[Source passage — start]

This is an article by Matt Hunt, a writer for Protein Promo. With a master’s degree in exercise science, Matt is an exercise scientist specializing in rehabilitation and athletic development. Training clients in a one-on-one setting has provided him with a practical understanding of the various aspects of the health and fitness industry. In this article Matt debunks 5 common bro science myths about lifting and nutrition. Enjoy.
Misleading information can be a major stumbling block to achieving your fitness objectives. It is imperative to consult experts when you are planning to embark on a fitness journey. Be it, consulting your doctor, a personal trainer, or reading experts’ blogs, learning is key to success. To get you started, let’s unearth the truth about broscience and five of the most common broscience nutrition myths.
#1 Never Eat Carbohydrates Alongside Fats
Some people advise not having a meal with both carbohydrates and fat. They argue that since carbs trigger the production of insulin that eventually helps store fat, you will have a high chance of storing tons of dietary fats if you eat these two nutrients together.
The reality is that it is not wrong to consume the two food categories moderately in one serving. In fact, people across the world have been consuming protein, fat, carbohydrates, and vitamins together for ages in a bid to meet the dietary requirements of the body.
Another fact is that when you combine carbohydrates and fats in your diet, the saturation of the fat usually determines the responsiveness of your insulin. Unsaturated fats show minimal or no insulin action. Once again, good fats win over bad fats.
#2 Consume a Lot of Whey Protein
Whey protein, a by-product of cheese, is very popular with bodybuilders due to its rapid digestion rate in the gut. For this reason, many gym aficionados believe that it is a perfect ingredient to get your vital dose of essential amino acids, that help in building and recovery of muscles.
It’s the reason, some athletes and sports stars tend to consume large amounts of the protein in a single serving. However, scientific research has shown that the human body can only absorb 25 to 35 grams of good protein in a single meal.
Taking an unnecessary large amount of whey at a single time is therefore pointless. Consuming whey protein to supplement an otherwise healthy diet is no problem at all, but being aware of consumption limits is important. Drinking protein shakes for the sake of it, will not have the desired effect.
#3 Varying Objectives Call for Specific Foods
Some bodybuilders believe that you need to change your nutrition habits entirely to achieve your goal. Though some foods can restrain your efforts of gaining that much coveted shred, the most important factor in your diet is the macronutrients it contains.

[Source passage — finish]

■ **Instructions for the task**
Continue the article on bro science nutrition myths, starting right after its last sentence. The lines after this point come from a different source than the article.

[Data section — start]

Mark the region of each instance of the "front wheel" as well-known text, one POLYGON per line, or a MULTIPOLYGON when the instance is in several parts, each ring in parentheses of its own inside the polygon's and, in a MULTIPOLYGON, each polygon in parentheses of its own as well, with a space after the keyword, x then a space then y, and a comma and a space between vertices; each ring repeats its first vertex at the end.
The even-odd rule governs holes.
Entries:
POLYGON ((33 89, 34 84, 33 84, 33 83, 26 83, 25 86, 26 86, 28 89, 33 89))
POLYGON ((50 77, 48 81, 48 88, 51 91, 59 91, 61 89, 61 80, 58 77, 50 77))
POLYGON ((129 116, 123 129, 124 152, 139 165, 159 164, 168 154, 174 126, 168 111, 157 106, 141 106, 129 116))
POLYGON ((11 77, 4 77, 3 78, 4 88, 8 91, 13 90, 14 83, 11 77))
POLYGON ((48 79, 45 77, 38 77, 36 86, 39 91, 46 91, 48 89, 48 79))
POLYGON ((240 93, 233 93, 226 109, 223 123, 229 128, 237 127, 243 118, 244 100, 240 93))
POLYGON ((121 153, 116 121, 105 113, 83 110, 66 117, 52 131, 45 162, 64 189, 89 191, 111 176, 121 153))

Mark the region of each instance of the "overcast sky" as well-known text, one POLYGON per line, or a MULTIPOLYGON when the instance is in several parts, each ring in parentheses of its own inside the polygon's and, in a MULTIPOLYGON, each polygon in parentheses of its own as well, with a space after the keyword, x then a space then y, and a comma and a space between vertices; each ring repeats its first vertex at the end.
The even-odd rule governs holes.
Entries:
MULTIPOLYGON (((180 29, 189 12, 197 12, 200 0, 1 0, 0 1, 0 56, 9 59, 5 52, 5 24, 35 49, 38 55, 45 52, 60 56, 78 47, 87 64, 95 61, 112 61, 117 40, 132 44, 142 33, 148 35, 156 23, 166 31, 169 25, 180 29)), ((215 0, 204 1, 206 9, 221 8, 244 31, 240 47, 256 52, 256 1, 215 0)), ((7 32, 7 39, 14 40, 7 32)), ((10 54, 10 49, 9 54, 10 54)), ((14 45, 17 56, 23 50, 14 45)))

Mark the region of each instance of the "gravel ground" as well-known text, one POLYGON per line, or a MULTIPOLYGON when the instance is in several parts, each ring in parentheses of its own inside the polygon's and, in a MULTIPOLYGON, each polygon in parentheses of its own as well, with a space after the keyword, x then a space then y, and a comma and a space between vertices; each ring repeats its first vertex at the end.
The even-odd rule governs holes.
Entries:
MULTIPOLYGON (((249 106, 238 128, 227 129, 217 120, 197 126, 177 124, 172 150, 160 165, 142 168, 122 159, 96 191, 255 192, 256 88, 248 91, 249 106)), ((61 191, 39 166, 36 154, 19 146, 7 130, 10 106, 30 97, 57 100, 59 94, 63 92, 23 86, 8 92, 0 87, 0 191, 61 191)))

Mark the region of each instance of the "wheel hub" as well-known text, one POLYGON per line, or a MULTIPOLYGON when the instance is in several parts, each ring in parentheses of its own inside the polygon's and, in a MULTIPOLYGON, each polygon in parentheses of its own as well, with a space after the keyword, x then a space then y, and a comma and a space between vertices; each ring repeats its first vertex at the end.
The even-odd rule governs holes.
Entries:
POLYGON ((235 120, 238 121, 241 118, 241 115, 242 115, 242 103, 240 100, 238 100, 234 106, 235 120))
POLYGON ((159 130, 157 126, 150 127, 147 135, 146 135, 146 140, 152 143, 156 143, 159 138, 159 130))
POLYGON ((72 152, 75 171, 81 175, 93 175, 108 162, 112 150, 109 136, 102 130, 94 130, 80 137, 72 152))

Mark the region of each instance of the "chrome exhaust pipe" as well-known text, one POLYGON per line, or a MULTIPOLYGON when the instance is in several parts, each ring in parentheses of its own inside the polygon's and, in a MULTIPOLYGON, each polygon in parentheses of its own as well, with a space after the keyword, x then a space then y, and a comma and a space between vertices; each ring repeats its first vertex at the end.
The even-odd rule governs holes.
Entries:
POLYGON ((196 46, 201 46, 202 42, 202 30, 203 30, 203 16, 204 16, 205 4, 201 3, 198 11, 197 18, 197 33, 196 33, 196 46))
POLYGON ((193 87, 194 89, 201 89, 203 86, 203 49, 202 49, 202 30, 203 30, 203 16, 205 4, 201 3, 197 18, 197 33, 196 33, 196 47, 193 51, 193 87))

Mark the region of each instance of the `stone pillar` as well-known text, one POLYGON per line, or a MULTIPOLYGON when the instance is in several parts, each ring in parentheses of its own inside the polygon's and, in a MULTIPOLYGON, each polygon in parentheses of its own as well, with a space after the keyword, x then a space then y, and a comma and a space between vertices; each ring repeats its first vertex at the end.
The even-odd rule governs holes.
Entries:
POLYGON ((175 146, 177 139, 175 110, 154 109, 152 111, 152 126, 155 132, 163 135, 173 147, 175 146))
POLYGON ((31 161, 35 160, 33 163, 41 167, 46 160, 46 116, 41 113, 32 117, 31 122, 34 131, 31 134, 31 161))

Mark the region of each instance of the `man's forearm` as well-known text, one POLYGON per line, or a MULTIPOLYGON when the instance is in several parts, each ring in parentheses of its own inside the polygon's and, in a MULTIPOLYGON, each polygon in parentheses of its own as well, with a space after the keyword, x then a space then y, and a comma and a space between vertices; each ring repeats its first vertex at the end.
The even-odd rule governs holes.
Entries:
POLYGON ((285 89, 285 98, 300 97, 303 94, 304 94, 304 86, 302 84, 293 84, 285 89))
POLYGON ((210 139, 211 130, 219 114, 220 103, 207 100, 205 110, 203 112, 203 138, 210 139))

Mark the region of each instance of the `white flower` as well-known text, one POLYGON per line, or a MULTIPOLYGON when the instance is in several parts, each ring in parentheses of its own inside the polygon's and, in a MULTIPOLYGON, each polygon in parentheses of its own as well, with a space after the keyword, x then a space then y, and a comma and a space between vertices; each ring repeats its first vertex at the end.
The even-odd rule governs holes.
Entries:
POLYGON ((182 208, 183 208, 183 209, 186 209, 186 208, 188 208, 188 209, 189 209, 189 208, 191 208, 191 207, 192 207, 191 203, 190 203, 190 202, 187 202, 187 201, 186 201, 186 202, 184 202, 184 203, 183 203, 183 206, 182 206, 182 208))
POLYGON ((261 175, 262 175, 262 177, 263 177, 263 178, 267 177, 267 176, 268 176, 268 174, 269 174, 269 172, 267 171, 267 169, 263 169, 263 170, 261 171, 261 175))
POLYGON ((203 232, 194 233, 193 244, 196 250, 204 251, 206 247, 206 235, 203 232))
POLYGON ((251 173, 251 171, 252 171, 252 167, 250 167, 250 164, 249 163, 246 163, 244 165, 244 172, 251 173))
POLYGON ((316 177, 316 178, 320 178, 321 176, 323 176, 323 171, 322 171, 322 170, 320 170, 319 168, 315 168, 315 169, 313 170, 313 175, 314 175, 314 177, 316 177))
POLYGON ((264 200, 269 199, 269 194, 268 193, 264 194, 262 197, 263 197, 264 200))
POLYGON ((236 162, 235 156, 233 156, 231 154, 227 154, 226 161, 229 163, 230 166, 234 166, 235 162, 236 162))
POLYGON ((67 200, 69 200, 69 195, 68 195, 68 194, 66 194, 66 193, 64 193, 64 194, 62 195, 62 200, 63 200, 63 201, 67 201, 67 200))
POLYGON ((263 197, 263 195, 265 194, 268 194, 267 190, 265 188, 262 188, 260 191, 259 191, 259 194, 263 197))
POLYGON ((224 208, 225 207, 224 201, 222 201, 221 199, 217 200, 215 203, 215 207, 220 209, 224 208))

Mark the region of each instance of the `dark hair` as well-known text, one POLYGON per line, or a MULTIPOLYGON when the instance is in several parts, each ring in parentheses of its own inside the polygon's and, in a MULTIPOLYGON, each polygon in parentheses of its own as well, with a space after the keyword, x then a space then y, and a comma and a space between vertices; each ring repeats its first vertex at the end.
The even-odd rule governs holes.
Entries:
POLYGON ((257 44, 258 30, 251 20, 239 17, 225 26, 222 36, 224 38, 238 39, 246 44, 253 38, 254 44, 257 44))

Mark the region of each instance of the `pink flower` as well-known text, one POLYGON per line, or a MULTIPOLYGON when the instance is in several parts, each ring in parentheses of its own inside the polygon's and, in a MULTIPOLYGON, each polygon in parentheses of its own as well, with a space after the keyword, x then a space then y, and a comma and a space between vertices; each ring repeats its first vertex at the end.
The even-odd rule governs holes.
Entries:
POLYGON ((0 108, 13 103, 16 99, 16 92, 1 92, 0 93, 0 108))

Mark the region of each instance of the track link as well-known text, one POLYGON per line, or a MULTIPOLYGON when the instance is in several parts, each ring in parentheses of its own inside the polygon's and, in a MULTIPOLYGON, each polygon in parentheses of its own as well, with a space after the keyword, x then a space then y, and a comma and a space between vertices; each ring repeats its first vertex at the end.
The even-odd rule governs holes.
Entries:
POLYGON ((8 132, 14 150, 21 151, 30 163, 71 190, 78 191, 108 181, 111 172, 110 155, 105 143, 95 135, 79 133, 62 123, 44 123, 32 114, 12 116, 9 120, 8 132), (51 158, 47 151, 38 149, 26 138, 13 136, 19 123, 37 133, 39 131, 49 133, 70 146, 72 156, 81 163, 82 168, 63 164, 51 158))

[Data section — finish]

■ **Answer box**
If your favorite meal balances all the nutrients required for your bodybuilding desires, you do not need to start eating different foods. You can enjoy your pizza, as long as it contains proper macronutrients in the right ratio.
Cheat days will only be a problem if you don’t pay attention to your overall macro-consumption, and then they become cheat weeks. Not all “bodybuilding diets” have to consist of chicken, rice, broccoli, and protein shakes.
#4 Get Rid of Water for a Lean Midsection
Another broscience fallacy is to retain as little water in your body as possible to have a lean and tight midsection. The human body stores water in the muscles (intracellular) and under the skin (extracellular). When a bodybuilding event is approaching, some participants make every effort to reduce the extracellular water level to portray leaner muscles.
The body automatically maintains an intracellular to extracellular water ratio of 7:3. Therefore, the body counters any attempt to drain water from the extracellular section by drawing more water from the muscles. Hence, your tummy might appear flatter, but you will not have successfully manipulated the water ratio.
#5 Brawniness Means Success in Fitness
Newbies in the fitness brigade tend to assume that the most-built person at their gym must be the ideal expert.
This assumption is not always correct, as there are other factors like genetics, supplements, and steroids that must be taken into consideration. Just because someone is bigger, doesn’t mean they always know better.
Finally, you may well be emulating the feeding and training habits of a highly-shredded athlete, only to end up fat and flabby. Be meticulous in gathering information and cross reference everything you learn to avoid disappointment in the long run.